Extract:
Impatience is a psychological factor that varies from person to person and constantly changes with the environment in real time. In this paper, a model based on cellular automaton is presented to investigate the dynamics of bi-directional flow, with considering individual impatient behaviors. Potential field is defined to represent pedestrian’s interest in available space, which provides an approach to the description of proactive mechanism in bi-directional flow. By formulating the dynamics with controllable parameters, individual impatience level is measured, recorded and updated to trigger off the personalized behaviors. Three different patterns of impatient behaviors are modeled and compared with each other. Simulation results demonstrate the different performances of impatient behavior patterns. Comparing with the situation without considering impatience, bidirectional flow is improved in terms of speed, flow rate and waiting time when impatience level is used to triggers off the sidestep behavior. However, the collective performance shows a deterioration at a most density level when impatience is regarded as a direct parameter to estimate the priority to a target cell among several competitors. The parameter sensitivity analysis of impatience intensity and decision threshold shows the flexibility of the model to present the impatience effect. Simulation experiments under different scenarios also reveal the effects of low proportion of slower pedestrians, walkway width and mixed behavior mode on the efficiency of pedestrian counter flow.

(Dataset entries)
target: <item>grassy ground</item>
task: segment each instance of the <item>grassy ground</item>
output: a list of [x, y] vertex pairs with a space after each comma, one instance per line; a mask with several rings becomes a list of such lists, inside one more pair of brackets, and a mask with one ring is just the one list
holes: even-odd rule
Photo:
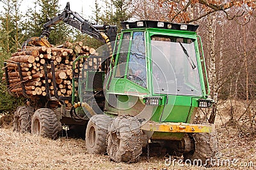
[[[108, 155], [86, 153], [83, 139], [59, 138], [53, 141], [29, 134], [13, 132], [11, 129], [0, 129], [1, 169], [255, 169], [256, 138], [243, 138], [230, 128], [218, 129], [220, 160], [230, 161], [230, 166], [211, 168], [187, 166], [184, 163], [164, 165], [166, 157], [142, 157], [135, 164], [116, 163]], [[234, 160], [235, 166], [232, 165]], [[244, 167], [241, 163], [253, 162]], [[221, 162], [220, 162], [220, 164]], [[225, 162], [224, 162], [225, 163]], [[237, 166], [236, 166], [237, 165]]]
[[[227, 108], [230, 107], [224, 106], [215, 122], [220, 159], [211, 167], [188, 166], [183, 162], [178, 164], [177, 161], [174, 165], [172, 162], [166, 166], [167, 157], [148, 159], [142, 156], [139, 162], [130, 164], [113, 162], [108, 155], [88, 154], [83, 139], [60, 138], [51, 140], [2, 127], [0, 169], [256, 169], [256, 136], [241, 136], [236, 127], [227, 125]], [[238, 112], [243, 113], [243, 109]]]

Task instructions:
Answer these questions about the pedestrian flow abstract above:
1. How many patterns of impatient behaviors are modeled?
2. What does the potential field represent?
3. Which two parameters does the sensitivity analysis cover?

Response:
1. Three.
2. A pedestrian's interest in available space.
3. Impatience intensity and decision threshold.